# .NET C# - Ausgänge 24V setzen, Eingänge 24V Änderungen, Event abfragen



## ThomasAdler (13 Dezember 2011)

http://code.google.com/p/nmodbus/downloads/detail?name=NModbus_net-3.5_1.11.0.0-source.zip&can=2&q=

http://code.google.com/p/nmodbus/downloads/list
Hallo,
hat jemand Erfahrung mit diesem Assembly?
Ich suche so eine Art StarterKit.

Welcher Hardwares eignen sich für 5 bis 10 Eingänge, 5 bis 10 Ausgänge?
Grüße Thomas


----------



## Michael.Uray (13 Dezember 2011)

Als IO System könntest du den X20BC0087 + Zubehör (Rückwandmodul, IO Module...) verwenden, falls das nicht zu "Overkill" für deine Anwendung ist. Die Hardware wird sich etwa um die € 300,- bewegen.
Zum Konfigurieren der IOs gibt es den Field Bus Designer.
Hier ist noch das X20 Anwenderhandbuch zu finden.
Das c# Assembly kenne ich leider nicht.


----------



## CSharper (14 Dezember 2011)

*Ansprechen von Hardware mit .NET Treiber*

Hallo Thomas,
als Hardware würde sich ein  ILB ETH 24 DI16 DIO16-2TX von Phoenix Contact eignen.
Für diese Baugruppe gibt es einen kostenlosen .NET Treiber "HFI" (dotnet_framework_20_hfi_v215.exe) der das .NET Framework 2.0 unterstützt.
Dieser Treiber hat die Möglichkeit, für jeden Ein- und Ausgang ein Objekt anzulegen.
 Ein Eingangsobjekt würde bei Änderung eines Eingangspegels der Baugruppe dann ein Event auslösen. 
Weitere Informationen findest Du bei www.phoenixcontact.com.

Übersicht zum Thema

Gruß
CSharper


----------



## CSharper (13 Februar 2012)

Hallo zusammen,
den HFI Treiber gibt es jetzt auch für Windows 7 und  .NET Framework 3.5.
Siehe: Produktneuheiten


----------



## stef_feu (24 Mai 2012)

ich habe den treiber bisher noch nicht gesehen!!


----------



## CSharper (24 Mai 2012)

*Download HFI Treiber*

Hallo,
den Treiber findet man auf der Homepage von Phoenix Contact www.phoenixcontact.de.
□ □ □
§ Aufgabenstellung 1:
Zeigen Sie jede Zeile der Datensätze, in der die Zeichenfolge „post“ vorkommt.
Der Forenthread und die Datensätze stehen in keinerlei Zusammenhang.

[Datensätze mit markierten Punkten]
□ □ □
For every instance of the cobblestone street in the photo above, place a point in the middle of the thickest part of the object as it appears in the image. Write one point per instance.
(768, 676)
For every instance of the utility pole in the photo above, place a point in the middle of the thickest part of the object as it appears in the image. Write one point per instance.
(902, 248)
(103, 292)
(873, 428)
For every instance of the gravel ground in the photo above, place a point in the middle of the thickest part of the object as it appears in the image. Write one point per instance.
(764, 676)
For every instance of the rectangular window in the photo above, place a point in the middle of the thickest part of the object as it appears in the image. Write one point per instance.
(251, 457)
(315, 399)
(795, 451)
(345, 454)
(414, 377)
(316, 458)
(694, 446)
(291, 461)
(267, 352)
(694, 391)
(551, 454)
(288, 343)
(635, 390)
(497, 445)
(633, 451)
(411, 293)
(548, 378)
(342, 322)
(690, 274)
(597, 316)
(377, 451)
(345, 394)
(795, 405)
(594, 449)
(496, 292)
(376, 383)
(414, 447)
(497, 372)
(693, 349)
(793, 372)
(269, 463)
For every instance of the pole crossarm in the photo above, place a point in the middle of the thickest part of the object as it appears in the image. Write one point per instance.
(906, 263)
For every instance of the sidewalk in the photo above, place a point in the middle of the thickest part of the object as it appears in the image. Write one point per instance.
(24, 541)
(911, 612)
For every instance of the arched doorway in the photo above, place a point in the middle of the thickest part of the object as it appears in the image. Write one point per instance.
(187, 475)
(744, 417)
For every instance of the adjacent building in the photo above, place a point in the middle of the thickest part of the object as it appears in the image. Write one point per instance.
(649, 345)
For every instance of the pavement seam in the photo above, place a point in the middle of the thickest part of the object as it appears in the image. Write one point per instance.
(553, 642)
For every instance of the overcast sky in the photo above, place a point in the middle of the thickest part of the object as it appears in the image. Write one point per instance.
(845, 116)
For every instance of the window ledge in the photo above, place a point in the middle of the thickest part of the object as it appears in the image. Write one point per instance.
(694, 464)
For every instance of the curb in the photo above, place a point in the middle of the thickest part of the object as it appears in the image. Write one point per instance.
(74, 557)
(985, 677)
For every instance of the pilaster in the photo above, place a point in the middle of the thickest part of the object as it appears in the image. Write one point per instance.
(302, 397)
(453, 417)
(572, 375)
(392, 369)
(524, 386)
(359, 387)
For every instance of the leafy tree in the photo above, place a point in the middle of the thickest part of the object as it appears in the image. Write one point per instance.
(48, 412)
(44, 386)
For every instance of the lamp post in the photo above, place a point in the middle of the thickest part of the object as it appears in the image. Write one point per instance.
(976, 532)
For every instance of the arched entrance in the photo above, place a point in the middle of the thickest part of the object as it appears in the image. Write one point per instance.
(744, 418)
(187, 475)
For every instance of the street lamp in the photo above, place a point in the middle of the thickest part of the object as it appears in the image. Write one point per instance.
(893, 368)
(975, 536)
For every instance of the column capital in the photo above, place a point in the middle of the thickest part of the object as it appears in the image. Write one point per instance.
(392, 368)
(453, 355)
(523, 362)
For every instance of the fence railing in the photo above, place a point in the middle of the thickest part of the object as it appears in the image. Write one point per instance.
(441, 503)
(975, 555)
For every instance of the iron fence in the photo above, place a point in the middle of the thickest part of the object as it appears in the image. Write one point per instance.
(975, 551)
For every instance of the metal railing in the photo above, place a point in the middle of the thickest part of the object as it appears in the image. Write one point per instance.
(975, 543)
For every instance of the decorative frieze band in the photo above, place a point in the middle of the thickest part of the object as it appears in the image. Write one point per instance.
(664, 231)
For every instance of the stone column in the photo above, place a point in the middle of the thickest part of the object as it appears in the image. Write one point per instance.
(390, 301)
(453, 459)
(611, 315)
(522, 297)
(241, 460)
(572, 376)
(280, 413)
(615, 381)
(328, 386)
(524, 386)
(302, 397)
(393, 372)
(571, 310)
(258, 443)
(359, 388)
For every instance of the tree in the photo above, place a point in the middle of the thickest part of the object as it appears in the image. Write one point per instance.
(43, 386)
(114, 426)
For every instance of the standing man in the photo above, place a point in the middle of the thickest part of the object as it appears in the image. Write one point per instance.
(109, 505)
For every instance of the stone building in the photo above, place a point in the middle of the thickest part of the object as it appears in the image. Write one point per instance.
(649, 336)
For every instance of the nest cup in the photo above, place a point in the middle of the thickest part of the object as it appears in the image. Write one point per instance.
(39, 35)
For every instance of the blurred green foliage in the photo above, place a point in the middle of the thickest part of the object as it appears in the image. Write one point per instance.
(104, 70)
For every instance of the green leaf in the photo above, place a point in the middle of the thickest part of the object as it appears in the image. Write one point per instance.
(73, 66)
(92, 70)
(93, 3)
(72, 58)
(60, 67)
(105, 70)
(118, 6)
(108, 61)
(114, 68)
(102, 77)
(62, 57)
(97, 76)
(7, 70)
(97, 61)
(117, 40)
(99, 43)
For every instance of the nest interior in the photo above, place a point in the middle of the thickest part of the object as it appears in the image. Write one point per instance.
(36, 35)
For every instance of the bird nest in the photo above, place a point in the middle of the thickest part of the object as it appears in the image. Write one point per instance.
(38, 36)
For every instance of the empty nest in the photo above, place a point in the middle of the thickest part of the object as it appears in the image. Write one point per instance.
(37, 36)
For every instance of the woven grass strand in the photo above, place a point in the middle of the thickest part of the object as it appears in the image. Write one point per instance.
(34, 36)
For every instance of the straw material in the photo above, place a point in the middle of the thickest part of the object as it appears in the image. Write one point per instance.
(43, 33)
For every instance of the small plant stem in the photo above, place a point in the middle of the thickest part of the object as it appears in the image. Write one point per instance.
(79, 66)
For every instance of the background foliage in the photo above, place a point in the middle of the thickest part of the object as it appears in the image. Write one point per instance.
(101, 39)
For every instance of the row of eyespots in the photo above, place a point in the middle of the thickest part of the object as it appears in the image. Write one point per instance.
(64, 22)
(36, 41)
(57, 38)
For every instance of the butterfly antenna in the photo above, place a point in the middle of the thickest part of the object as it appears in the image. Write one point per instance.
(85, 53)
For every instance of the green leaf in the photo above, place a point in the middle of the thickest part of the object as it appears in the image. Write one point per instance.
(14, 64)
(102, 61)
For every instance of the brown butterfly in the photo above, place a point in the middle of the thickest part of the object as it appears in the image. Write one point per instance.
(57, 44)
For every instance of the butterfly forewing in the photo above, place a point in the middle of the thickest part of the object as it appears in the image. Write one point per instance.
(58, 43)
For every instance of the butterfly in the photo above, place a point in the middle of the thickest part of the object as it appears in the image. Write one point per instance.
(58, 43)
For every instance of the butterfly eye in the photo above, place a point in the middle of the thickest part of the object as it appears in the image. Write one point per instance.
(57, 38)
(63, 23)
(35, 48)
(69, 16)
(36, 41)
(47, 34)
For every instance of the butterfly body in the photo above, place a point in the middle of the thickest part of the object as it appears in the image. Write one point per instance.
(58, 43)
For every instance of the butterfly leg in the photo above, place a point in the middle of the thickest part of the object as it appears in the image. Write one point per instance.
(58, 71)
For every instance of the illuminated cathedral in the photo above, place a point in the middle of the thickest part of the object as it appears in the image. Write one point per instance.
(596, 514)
□ □ □
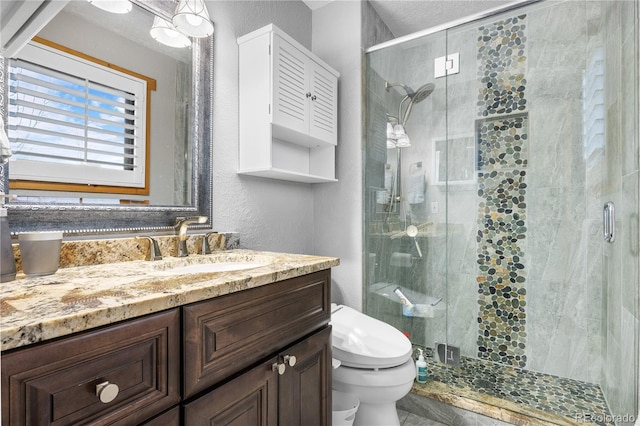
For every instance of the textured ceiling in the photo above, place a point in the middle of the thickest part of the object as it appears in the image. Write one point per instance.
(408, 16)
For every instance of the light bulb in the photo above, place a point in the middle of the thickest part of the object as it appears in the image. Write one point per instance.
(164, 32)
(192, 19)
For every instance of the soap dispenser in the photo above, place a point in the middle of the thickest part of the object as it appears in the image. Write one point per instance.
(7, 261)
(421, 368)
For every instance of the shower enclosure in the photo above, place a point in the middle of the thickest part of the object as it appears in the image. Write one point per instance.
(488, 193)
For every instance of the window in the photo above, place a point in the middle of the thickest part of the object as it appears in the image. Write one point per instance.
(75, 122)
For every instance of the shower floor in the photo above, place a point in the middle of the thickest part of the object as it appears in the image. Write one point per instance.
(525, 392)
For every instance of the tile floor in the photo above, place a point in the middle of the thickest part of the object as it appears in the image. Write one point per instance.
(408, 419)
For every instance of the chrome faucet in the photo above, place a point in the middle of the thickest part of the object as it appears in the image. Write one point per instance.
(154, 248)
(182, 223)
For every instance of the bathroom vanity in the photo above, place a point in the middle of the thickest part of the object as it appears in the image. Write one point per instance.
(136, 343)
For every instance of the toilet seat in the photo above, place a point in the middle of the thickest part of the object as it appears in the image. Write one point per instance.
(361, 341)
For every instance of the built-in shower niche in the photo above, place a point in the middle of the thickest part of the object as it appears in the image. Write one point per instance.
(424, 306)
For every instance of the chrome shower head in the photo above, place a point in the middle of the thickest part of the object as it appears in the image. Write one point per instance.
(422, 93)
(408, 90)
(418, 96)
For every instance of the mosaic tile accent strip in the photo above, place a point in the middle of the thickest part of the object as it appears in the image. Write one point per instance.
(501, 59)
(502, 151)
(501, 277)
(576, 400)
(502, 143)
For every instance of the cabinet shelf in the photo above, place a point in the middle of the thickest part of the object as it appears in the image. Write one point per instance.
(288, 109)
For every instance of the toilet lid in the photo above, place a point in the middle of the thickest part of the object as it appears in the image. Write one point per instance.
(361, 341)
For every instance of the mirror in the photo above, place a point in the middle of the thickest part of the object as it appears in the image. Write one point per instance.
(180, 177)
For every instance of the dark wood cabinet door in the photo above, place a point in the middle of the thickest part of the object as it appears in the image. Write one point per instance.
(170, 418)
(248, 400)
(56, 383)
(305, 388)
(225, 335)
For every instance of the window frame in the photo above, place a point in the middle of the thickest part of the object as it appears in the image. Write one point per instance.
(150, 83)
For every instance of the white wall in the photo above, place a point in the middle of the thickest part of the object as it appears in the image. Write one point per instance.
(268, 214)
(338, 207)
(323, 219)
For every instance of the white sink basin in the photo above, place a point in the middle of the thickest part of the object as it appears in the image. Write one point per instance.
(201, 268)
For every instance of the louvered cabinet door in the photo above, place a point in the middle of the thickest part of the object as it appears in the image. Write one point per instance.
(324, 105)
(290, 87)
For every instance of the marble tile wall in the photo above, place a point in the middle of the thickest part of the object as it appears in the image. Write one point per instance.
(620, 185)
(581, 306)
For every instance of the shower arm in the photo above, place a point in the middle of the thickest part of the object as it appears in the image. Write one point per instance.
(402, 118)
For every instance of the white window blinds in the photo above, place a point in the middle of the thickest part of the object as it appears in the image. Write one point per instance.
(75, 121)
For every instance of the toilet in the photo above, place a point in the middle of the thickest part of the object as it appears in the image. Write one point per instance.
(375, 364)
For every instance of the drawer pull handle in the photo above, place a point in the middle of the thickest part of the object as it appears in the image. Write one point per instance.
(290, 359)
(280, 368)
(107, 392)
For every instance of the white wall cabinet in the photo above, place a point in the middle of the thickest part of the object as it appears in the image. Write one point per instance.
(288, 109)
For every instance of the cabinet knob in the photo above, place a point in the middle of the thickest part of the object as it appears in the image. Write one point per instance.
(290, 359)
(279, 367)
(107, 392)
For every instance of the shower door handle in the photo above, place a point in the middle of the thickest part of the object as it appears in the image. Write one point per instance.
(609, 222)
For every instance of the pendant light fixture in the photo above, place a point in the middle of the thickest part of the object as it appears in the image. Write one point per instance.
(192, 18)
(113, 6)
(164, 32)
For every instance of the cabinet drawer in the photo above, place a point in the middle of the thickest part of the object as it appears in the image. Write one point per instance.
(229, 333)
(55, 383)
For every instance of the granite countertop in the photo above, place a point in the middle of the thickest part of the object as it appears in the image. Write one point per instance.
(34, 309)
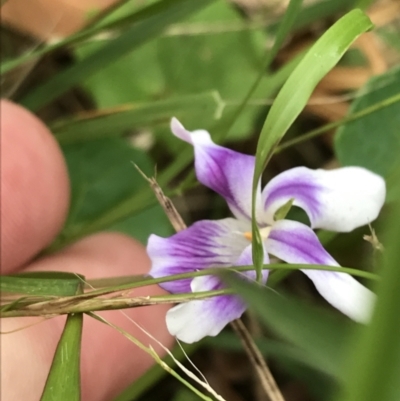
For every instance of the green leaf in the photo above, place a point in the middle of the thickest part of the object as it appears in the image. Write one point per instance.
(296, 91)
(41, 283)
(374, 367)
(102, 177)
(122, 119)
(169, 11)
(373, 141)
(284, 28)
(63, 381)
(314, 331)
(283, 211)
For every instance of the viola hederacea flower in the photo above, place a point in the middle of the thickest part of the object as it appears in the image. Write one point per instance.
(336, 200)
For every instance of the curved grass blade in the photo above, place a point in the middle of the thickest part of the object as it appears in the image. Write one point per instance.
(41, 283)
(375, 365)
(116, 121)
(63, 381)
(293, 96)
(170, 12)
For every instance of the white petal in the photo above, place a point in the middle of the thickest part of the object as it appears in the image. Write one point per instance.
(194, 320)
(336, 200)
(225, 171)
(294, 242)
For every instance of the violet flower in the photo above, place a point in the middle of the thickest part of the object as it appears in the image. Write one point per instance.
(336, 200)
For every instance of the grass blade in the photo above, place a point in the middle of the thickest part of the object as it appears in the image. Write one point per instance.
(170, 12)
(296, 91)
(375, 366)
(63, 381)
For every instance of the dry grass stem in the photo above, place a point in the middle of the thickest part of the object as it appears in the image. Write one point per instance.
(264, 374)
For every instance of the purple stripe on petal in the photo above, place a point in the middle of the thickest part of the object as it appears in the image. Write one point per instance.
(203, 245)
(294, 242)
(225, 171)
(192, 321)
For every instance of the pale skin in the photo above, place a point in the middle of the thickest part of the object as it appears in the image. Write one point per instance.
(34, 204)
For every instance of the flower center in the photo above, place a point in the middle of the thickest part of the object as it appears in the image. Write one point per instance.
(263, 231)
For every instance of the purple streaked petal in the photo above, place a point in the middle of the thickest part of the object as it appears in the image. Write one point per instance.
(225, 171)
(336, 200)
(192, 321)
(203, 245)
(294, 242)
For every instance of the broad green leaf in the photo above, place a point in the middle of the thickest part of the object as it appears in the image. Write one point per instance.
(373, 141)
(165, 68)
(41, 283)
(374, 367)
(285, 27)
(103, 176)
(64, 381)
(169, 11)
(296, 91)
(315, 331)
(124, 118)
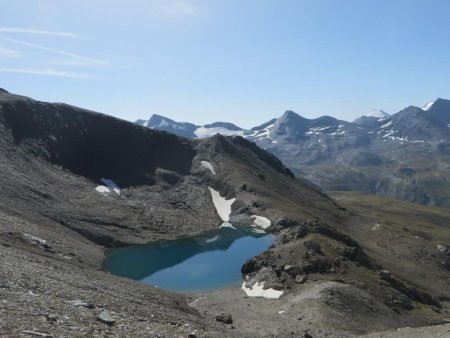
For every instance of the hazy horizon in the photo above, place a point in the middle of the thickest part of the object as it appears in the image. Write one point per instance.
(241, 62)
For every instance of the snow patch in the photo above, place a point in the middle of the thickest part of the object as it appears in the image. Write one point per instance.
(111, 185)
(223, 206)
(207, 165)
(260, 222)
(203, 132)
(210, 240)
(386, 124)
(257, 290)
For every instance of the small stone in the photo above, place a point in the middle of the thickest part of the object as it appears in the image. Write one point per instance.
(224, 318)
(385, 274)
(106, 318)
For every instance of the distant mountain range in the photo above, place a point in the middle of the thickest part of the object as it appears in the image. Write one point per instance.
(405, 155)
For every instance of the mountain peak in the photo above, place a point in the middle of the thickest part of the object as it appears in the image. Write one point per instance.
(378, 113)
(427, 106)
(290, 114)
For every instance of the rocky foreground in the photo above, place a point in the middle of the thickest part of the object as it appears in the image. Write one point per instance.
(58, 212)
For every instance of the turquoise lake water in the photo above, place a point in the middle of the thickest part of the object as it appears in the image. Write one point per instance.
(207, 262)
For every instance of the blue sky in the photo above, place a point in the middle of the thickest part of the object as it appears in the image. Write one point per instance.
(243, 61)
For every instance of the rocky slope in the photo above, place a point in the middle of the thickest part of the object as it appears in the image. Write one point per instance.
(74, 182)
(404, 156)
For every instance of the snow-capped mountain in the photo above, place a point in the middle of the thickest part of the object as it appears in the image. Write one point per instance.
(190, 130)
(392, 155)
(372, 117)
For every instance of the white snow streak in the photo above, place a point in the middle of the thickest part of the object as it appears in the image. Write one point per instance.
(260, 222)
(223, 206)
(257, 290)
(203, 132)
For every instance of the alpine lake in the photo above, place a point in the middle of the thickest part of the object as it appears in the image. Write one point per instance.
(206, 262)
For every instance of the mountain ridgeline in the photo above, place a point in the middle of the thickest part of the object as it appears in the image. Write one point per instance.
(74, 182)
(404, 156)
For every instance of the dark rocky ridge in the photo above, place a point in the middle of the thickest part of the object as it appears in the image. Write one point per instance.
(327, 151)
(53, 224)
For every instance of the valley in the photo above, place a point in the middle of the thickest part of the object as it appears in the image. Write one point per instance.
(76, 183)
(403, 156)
□ □ □
§ Aufgabenstellung 2:
Für welche Windows-Version und welches .NET Framework ist der HFI-Treiber laut dem Beitrag vom 13. Februar 2012 im Forenthread nun ebenfalls erhältlich?

§ Musterlösung 1:
For every instance of the lamp post in the photo above, place a point in the middle of the thickest part of the object as it appears in the image. Write one point per instance.

§ Musterlösung 2:
Für Windows 7 und .NET Framework 3.5.